(YOUR OBJECTIVE): Pull out every line of text from the material below and reproduce each one word for word, in its original order. Leave the pictures out of your answer.

[Start of INPUT ROWS]

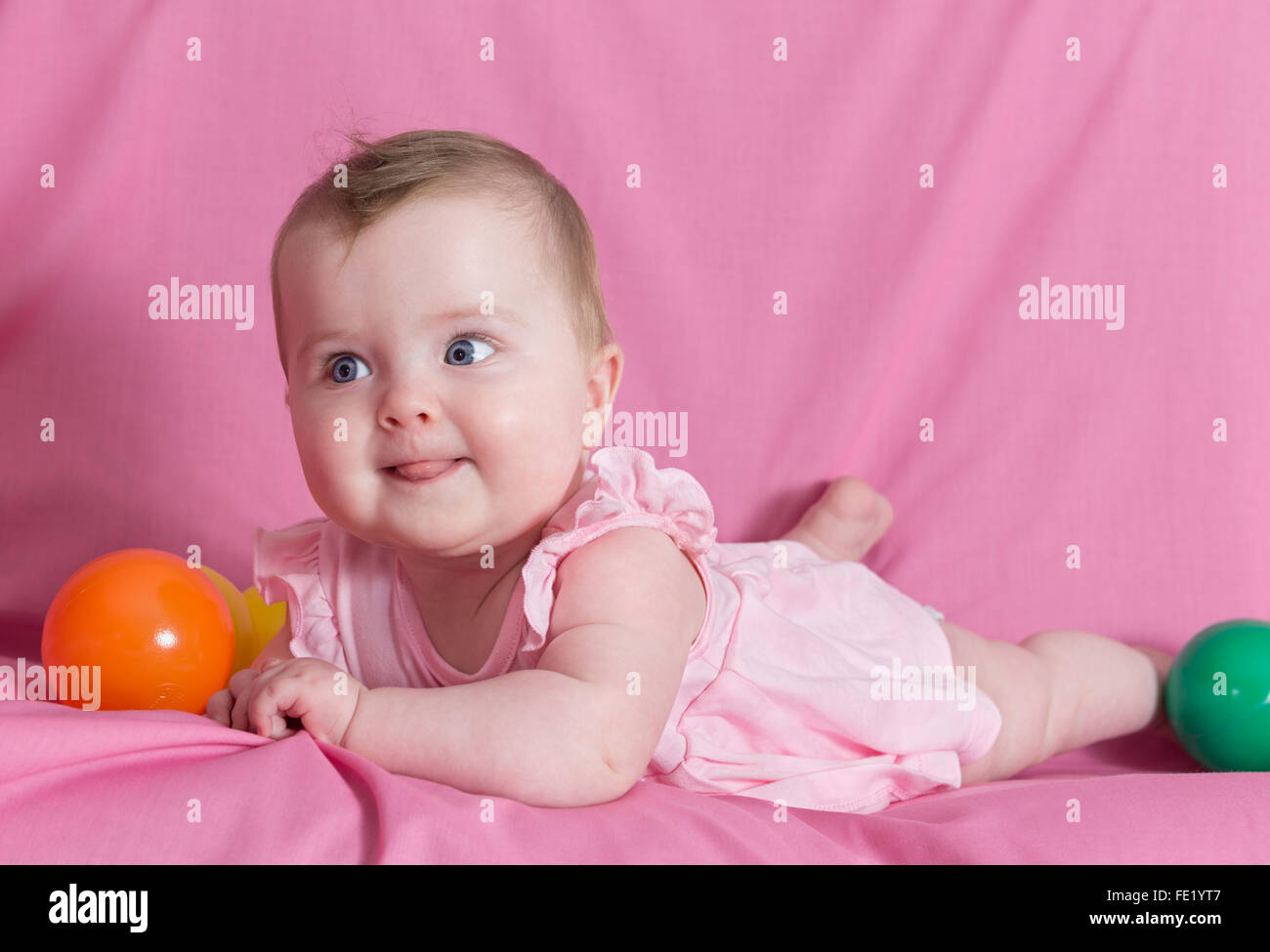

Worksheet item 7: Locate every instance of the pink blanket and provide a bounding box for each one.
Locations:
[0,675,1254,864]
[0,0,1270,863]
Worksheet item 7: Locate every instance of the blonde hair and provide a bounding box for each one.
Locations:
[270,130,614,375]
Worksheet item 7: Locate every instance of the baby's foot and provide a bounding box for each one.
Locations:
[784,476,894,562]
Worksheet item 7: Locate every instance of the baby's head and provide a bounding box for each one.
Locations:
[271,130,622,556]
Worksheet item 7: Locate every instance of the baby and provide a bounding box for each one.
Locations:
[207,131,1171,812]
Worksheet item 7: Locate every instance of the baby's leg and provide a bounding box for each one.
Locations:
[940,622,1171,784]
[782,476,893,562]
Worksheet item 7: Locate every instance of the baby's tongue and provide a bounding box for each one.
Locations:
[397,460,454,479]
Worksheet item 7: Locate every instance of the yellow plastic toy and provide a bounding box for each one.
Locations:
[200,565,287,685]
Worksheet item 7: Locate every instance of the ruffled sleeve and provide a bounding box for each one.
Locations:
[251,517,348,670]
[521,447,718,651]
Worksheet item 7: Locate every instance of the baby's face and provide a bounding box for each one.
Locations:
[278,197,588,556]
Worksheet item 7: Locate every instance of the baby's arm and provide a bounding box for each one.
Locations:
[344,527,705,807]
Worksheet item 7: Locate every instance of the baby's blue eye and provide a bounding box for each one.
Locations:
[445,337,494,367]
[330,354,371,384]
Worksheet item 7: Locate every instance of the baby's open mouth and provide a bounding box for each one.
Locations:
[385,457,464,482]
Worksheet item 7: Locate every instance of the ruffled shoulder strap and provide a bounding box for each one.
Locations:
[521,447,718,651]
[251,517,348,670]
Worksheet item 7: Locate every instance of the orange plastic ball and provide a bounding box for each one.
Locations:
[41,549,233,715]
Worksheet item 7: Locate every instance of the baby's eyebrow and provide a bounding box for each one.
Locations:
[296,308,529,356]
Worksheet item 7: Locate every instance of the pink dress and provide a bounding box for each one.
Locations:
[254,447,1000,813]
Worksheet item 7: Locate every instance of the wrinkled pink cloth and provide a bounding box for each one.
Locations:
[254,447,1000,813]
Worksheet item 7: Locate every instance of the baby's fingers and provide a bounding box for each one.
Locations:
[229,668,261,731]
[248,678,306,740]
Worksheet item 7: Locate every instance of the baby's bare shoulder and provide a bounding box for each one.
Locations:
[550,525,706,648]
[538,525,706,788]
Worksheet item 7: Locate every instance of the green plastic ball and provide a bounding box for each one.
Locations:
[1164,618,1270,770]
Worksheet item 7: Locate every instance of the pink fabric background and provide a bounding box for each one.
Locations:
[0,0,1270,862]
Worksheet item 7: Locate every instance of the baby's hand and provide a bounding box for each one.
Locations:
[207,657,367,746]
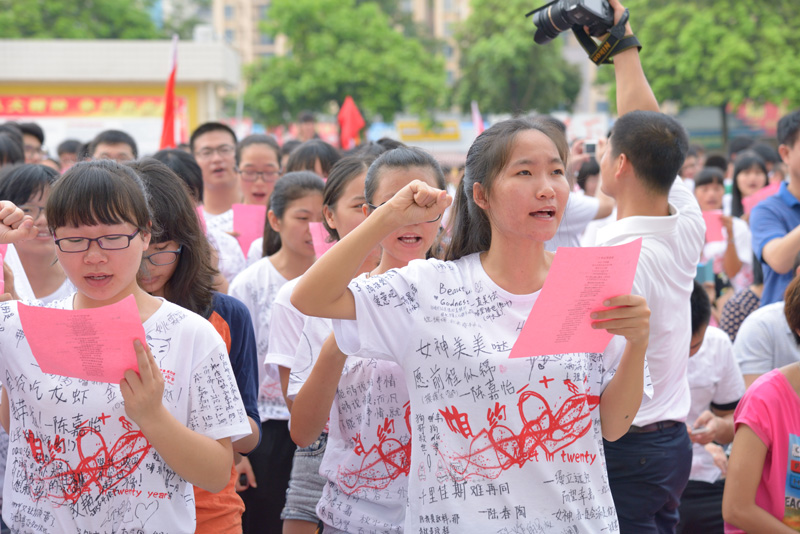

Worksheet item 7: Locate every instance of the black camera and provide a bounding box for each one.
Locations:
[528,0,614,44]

[End of INPUT ROWS]

(WRITTEN RESPONSE):
Worksheet item 7: Locate every instance of the pink blanket and provide a bounding box for each one.
Locations:
[0,675,1254,864]
[0,0,1270,863]
Worksheet item 7: Locate every instance of the blonde hair and provide a bounding box for each one.
Locations:
[270,130,614,375]
Worksheet item 7: Locate every instance of the baby's foot and provide a bounding box for each one.
Locations:
[784,476,894,562]
Worksheet item 7: Locate every instance of the baby's head and provide a bounding box for each one.
Locations:
[271,130,622,556]
Worksheet item 7: Locate every instance of the baby and provide a bounding box for each one.
Locations:
[207,131,1171,812]
Worksheet item 7: Locate every instance of the baby's leg and provide a bounding box for each one.
Locations:
[940,622,1171,784]
[782,476,893,562]
Worksheet item 7: Locate every instance of the baby's tongue and provide a bounding box for each one.
Locations:
[397,460,454,479]
Worksheet item 7: Locate every instance of the yellow plastic toy and provide a bounding box for each one.
Locations:
[200,565,287,685]
Worksheet item 7: Locate every instance of the ruffled sleeve and provide a bounding box for each one.
Locations:
[251,517,348,670]
[521,447,718,651]
Worksheet item 7: Locate every instance of the baby's face and provide a bounding box for each one.
Locations:
[278,197,588,556]
Worksheet item 7: Locate every instance of the baby's arm and provide a bounding box for each one.
Locations:
[344,527,705,807]
Worksheet item 7: Locate every instance of the baby's blue eye and provide a bounding box for each one.
Locations:
[445,337,494,367]
[330,354,371,384]
Worksheet item 7: Locate every instance of the baby's open mouth and provide a bounding box for each one.
Locations:
[385,457,464,482]
Worksheet item 7: Locate every instance of the ruffled shoulder strap and provide a bounding box for each one.
Locations:
[521,447,718,651]
[251,517,348,670]
Worksheet item 7: Locate every instance of the orange plastic ball and provide a bounding box for each one.
Locations:
[41,549,233,715]
Worksheet item 7: Locate every instance of the baby's eyebrow and provide a bounding box for each one.
Locations:
[296,308,529,356]
Worksheet item 7: Locate every instance of the pink dress and provide a bounding box for each one.
Locations:
[254,447,1000,813]
Worksheet item 7: Locate every instance of the wrinkled pink cloth and provide a bounding box for each one.
Locations:
[254,447,1000,813]
Worksheet item 7: Locate every instance of the baby's fingers and provide a bounding box for each one.
Locations:
[229,668,261,731]
[248,678,306,740]
Worksheet item 7: Locate every instance of the baby's bare shoulder and provide a bounding box for each one.
Locations:
[550,525,706,648]
[538,525,706,788]
Worksheet item 7: Locate every instance of the green plastic ball and provide a bounding box for each one.
Locations:
[1164,618,1270,770]
Worksheet item 7: Locate every instance of the pink fabric background and provide a bounding box for each one.
Locations:
[0,0,1270,862]
Worksheet item 7: Locate every instance of the baby's hand and provide a bounding box for each one.
Locations:
[207,657,367,746]

Worksheet item 7: Locate every instance of the black camera and provide a bounding box for each one.
Locations:
[528,0,614,44]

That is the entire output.